タヌキとムジナ

先日埼玉県の川島町を歩いた。そこにある字「上狢」・・・

この地名をみてムジナについて考えてみた。
新明解国語辞典には
① タヌキの異称。「同じ穴のー」②アナグマの異称。
とあるがタヌキはイヌ科、アナグマはイタチ科で生物学的には異なる。しかしことわざは「ムジナ」を狸やテン、ハクビシンなどの穴を掘って生活する哺乳類動物の俗称として利用。一般的には狸もムジナも区別されずに考えられている。

昔、「たぬき・むじな事件」という有名な裁判があった。
事件があったのは栃木県の大芦村、今の鹿沼市。
当時タヌキは狩猟法上、捕獲禁止だった。そういう状況で被告はムジナ・・狸とは異なる動物と認識して、捕獲して捕まったのだ。
▬▬▬
課題:
- 1) 本文について次の問いに答えよ。
(a) 筆者が先日歩いたのはどこの町か。
(b) 新明解国語辞典は、ムジナを何の異称としているか。
(c) 「たぬき・むじな事件」の事件があったのはどこの村か。
- 2) 本文のうち「先日埼玉県の川島町を歩いた。そこにある字「上狢」・・・」で始まり「区別されずに考えられている。」で終わる部分を、「アナグマ」を「ニホンアナグマ」に置き換えて書き出せ。
- 3) 次の各文が本文の内容と合うかどうかを答え、判断の根拠となる本文の語句をそのまま引用せよ。
(a) タヌキとアナグマは生物学的には異なる動物である。
(b) 事件の当時、タヌキは狩猟法上、捕獲が認められていた。
(c) 一般的には、狸とムジナははっきり区別されている。
▬▬▬
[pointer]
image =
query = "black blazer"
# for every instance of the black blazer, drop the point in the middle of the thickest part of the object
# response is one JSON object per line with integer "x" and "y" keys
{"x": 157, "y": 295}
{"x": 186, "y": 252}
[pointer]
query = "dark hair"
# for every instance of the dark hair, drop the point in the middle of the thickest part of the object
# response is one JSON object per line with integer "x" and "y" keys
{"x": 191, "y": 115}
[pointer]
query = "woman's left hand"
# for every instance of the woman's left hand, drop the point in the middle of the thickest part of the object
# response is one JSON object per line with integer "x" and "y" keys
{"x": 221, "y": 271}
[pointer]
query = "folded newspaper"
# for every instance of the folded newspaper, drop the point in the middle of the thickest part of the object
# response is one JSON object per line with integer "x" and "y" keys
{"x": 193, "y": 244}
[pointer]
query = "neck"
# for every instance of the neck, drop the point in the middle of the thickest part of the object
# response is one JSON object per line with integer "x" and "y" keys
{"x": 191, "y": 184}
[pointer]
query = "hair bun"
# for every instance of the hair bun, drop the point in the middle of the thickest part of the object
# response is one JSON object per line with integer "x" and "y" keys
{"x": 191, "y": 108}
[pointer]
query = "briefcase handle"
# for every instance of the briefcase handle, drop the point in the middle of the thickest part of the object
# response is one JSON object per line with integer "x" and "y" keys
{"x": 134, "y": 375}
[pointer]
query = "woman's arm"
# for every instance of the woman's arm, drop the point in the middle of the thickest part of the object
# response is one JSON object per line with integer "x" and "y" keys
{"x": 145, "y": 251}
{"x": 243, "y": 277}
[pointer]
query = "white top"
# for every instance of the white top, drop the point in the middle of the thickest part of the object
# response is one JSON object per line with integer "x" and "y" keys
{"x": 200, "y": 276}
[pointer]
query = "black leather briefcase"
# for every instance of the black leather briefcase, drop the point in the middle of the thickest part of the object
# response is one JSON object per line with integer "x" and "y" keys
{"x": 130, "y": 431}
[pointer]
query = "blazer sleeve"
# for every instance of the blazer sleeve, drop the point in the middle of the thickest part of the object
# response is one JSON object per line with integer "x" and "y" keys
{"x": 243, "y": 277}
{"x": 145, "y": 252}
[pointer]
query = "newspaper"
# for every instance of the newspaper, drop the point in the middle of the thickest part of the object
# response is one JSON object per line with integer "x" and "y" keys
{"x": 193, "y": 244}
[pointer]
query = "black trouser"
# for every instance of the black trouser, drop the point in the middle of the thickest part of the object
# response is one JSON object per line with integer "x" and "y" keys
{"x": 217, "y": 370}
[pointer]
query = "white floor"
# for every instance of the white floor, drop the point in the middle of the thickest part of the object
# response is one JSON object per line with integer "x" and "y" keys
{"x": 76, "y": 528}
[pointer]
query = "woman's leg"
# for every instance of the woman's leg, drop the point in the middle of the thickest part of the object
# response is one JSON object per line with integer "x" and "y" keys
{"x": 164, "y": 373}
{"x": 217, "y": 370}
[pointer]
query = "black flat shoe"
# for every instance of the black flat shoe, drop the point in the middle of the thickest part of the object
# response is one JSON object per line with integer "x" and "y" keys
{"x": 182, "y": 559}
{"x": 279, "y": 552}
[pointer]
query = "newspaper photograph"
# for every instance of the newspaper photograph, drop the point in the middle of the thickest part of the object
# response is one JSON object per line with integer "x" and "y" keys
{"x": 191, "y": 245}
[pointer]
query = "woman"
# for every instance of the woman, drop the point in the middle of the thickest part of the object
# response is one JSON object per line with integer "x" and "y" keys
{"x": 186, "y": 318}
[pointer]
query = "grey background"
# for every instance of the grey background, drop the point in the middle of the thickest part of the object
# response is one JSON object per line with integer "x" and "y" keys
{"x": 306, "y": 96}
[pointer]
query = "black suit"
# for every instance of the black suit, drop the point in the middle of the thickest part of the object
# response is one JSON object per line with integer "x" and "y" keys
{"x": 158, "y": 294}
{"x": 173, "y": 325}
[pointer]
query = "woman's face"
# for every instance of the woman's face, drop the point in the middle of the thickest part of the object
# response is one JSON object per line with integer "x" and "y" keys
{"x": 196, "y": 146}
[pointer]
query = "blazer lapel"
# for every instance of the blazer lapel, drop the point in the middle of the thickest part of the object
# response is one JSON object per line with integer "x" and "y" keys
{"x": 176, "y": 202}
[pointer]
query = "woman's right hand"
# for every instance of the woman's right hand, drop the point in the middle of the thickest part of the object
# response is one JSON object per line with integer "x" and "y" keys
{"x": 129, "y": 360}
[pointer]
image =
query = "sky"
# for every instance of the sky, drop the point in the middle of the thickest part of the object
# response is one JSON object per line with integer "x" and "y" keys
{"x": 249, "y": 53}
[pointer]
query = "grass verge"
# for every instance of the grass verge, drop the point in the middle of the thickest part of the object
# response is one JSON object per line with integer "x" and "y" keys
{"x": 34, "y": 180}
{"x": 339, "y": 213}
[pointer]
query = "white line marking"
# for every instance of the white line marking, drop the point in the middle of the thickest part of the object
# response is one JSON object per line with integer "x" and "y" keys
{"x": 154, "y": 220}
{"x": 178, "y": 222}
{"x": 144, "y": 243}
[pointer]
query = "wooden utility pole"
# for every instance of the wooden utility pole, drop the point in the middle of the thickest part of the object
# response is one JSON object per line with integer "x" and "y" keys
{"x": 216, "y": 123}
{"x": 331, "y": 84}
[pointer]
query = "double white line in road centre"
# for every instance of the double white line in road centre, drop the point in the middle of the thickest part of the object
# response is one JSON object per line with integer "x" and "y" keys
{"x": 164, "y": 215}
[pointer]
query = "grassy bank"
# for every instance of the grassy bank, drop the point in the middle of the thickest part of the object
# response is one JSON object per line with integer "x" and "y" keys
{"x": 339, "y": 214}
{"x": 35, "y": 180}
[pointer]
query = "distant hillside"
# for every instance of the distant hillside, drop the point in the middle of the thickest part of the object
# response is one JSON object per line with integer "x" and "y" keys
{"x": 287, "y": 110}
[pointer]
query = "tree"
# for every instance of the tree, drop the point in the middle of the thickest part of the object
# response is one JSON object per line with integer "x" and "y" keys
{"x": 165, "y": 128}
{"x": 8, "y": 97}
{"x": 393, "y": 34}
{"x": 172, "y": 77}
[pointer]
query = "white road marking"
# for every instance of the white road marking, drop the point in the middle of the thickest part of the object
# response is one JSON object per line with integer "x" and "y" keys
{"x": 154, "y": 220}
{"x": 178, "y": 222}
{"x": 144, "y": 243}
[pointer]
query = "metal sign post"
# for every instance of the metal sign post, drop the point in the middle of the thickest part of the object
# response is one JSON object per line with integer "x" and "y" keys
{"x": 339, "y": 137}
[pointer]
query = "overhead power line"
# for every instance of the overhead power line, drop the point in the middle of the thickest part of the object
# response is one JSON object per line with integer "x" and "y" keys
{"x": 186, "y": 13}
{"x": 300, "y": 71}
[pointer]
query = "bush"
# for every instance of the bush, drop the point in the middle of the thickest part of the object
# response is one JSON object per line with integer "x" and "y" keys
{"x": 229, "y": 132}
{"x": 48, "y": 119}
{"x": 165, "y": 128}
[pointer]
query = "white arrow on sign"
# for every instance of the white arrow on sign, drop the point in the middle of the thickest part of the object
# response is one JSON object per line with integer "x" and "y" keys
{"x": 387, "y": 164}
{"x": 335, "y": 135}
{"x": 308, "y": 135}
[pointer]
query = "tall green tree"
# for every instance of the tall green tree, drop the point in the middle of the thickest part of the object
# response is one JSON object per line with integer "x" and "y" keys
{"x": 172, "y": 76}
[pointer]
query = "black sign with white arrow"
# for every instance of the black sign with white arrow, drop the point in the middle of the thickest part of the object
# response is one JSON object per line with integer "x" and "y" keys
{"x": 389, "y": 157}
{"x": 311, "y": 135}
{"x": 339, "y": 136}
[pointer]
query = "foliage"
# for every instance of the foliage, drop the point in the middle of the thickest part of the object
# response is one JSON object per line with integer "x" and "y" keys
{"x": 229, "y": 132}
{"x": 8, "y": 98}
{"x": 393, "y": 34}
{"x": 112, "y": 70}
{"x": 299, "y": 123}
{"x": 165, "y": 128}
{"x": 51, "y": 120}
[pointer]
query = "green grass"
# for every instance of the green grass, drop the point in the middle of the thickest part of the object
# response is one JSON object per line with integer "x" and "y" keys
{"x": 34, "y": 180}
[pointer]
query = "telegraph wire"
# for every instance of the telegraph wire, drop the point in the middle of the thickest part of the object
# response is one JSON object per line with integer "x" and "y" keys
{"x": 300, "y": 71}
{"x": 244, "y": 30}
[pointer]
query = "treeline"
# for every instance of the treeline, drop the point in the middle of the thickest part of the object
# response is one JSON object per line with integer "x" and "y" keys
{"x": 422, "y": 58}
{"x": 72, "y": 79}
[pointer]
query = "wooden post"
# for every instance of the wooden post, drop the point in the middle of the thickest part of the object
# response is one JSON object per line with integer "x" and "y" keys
▬▬▬
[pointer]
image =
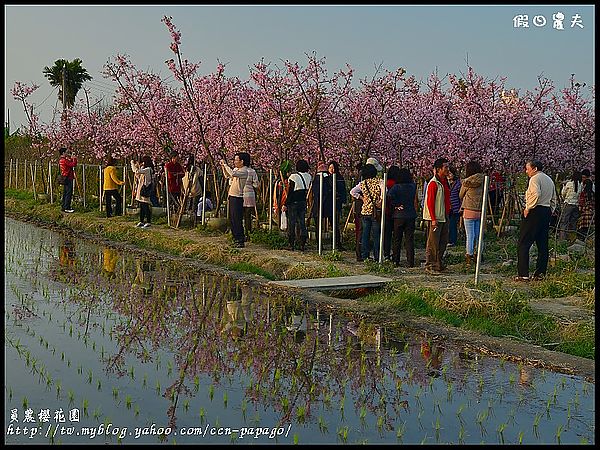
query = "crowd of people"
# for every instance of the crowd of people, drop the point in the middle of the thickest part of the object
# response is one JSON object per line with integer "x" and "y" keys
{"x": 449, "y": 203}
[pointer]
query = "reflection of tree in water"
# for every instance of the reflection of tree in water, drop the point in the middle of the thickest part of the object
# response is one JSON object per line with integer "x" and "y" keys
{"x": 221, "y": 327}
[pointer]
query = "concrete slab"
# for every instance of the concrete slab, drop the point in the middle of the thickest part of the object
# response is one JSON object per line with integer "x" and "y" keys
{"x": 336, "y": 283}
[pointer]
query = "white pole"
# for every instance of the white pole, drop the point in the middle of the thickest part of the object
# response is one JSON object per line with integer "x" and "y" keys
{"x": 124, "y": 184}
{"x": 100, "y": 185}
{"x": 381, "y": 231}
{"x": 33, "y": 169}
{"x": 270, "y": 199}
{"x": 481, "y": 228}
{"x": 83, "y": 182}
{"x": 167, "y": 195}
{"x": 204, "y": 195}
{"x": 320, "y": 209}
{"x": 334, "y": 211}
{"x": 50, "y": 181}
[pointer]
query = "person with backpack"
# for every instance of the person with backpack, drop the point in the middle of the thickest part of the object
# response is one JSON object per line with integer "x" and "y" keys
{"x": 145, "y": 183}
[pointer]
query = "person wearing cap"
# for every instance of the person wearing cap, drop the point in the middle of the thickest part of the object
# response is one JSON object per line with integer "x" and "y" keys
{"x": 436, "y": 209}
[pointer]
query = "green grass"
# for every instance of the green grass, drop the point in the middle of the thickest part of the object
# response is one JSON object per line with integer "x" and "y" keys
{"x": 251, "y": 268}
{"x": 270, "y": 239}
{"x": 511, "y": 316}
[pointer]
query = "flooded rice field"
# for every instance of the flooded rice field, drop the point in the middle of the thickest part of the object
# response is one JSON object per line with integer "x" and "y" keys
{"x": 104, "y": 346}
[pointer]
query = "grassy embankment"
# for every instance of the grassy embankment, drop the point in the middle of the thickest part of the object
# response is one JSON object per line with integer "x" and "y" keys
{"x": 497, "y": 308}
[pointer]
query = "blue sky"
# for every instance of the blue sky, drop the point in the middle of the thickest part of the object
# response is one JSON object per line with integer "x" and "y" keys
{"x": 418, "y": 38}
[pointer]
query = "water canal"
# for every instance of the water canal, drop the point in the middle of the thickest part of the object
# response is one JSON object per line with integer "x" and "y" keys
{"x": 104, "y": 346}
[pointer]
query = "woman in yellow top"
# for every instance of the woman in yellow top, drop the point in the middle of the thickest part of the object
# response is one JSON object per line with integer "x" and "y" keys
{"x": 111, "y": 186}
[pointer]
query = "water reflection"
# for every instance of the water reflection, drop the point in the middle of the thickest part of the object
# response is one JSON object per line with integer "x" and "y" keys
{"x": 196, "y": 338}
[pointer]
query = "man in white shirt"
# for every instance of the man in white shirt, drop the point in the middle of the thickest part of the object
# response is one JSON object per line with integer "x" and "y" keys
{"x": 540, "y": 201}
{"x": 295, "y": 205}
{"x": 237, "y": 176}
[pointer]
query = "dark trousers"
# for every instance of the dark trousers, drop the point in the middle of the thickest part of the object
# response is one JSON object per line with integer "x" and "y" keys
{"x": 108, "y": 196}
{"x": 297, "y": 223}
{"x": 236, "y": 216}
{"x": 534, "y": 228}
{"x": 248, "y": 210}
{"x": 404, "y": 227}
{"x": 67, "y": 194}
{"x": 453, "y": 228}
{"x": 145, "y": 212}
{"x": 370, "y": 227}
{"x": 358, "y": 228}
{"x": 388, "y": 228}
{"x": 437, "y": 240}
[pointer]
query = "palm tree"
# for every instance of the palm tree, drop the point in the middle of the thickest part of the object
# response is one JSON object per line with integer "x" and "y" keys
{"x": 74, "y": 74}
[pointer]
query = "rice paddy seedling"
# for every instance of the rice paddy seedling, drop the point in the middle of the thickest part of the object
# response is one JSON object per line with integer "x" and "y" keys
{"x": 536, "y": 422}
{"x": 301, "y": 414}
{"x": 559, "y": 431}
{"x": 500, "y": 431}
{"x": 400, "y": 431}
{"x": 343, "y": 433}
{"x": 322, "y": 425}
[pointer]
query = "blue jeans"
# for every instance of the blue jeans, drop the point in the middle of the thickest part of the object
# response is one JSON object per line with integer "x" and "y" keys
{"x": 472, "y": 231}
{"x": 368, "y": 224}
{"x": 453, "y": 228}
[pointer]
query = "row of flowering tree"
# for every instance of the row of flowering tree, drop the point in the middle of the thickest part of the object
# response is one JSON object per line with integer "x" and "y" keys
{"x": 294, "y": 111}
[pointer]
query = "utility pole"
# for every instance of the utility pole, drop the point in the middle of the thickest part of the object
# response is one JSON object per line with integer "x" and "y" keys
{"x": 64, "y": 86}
▬▬▬
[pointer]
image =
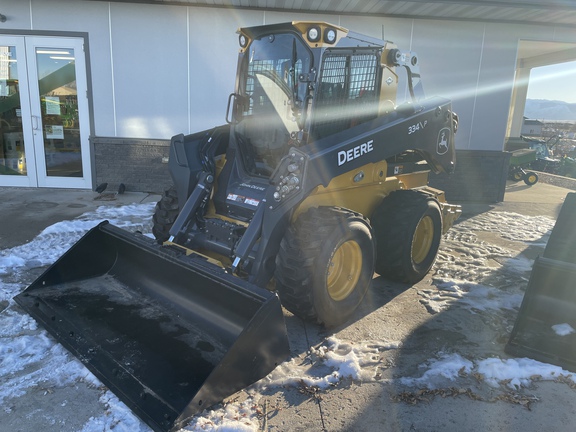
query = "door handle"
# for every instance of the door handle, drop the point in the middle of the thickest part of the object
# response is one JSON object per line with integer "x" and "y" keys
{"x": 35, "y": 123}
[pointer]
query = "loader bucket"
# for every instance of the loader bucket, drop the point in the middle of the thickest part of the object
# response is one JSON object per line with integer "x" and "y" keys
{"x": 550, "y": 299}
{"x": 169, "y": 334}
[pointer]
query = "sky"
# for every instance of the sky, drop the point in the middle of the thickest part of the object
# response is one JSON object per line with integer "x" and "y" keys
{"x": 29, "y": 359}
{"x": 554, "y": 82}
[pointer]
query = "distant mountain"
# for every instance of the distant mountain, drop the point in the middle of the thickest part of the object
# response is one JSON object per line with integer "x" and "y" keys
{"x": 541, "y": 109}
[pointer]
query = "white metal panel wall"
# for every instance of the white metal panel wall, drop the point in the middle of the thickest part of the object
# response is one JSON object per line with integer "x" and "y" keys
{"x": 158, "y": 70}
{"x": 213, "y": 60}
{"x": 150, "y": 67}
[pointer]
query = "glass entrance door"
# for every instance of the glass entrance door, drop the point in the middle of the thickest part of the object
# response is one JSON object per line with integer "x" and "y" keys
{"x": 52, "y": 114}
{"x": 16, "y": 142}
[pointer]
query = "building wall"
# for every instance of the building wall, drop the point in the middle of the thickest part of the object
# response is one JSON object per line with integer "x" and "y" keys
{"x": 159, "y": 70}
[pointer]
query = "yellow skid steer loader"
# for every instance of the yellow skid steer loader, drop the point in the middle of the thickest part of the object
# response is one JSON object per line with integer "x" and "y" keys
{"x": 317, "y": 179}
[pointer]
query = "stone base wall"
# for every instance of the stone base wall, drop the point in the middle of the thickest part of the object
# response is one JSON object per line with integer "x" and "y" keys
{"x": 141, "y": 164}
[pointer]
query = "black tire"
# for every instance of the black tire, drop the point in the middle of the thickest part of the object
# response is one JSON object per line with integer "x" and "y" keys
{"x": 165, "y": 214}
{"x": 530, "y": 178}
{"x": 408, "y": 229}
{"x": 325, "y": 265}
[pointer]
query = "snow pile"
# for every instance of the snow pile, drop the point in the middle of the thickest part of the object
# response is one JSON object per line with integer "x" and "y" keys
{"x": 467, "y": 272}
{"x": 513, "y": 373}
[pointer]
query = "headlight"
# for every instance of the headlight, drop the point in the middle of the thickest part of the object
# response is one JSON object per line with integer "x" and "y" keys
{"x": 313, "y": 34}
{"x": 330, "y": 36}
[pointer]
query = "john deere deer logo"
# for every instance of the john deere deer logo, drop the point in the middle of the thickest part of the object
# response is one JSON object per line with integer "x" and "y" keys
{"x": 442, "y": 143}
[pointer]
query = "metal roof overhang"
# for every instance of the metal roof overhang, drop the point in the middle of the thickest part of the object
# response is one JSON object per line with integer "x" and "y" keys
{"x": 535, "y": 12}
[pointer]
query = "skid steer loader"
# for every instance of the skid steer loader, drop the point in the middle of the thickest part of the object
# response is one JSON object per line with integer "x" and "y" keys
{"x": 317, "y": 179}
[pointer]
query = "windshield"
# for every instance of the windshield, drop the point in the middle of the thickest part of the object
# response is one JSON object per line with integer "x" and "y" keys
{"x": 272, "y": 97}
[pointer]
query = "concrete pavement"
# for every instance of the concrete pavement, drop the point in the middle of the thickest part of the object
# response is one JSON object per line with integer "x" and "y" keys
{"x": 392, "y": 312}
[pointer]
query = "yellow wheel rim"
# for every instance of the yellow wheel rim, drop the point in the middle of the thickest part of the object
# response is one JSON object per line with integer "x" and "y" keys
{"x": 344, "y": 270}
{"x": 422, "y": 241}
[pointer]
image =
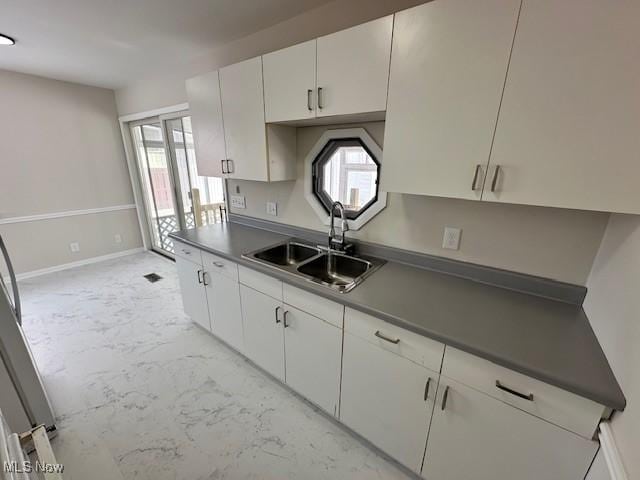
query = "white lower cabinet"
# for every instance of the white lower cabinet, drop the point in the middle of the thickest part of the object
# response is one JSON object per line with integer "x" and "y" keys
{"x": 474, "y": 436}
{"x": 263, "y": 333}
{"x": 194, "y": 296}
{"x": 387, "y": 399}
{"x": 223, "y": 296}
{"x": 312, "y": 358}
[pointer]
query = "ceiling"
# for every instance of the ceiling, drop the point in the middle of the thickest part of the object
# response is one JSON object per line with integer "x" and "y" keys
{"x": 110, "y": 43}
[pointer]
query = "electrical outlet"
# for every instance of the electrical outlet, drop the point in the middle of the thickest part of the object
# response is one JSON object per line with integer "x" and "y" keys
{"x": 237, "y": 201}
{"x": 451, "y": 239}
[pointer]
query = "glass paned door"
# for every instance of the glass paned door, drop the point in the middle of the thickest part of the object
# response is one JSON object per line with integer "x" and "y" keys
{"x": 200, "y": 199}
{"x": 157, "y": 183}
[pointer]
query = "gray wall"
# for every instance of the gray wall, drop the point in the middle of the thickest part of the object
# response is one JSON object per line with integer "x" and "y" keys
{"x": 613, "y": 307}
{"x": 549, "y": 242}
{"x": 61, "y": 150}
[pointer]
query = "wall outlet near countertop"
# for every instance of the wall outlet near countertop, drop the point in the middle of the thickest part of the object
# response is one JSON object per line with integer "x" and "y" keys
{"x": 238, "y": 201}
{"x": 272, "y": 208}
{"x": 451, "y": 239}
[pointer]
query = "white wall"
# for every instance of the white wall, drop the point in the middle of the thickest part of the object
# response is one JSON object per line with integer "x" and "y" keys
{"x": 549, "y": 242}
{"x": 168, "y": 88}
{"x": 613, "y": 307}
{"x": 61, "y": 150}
▬▬▬
各課題の解答:
- 1)
(a) 埼玉県の川島町
(b) タヌキとアナグマ
(c) 栃木県の大芦村（今の鹿沼市）

- 2)
先日埼玉県の川島町を歩いた。そこにある字「上狢」・・・

この地名をみてムジナについて考えてみた。
新明解国語辞典には
① タヌキの異称。「同じ穴のー」②ニホンアナグマの異称。
とあるがタヌキはイヌ科、ニホンアナグマはイタチ科で生物学的には異なる。しかしことわざは「ムジナ」を狸やテン、ハクビシンなどの穴を掘って生活する哺乳類動物の俗称として利用。一般的には狸もムジナも区別されずに考えられている。

- 3)
(a) 合う。「タヌキはイヌ科、アナグマはイタチ科で生物学的には異なる」
(b) 合わない。「当時タヌキは狩猟法上、捕獲禁止だった」
(c) 合わない。「一般的には狸もムジナも区別されずに考えられている」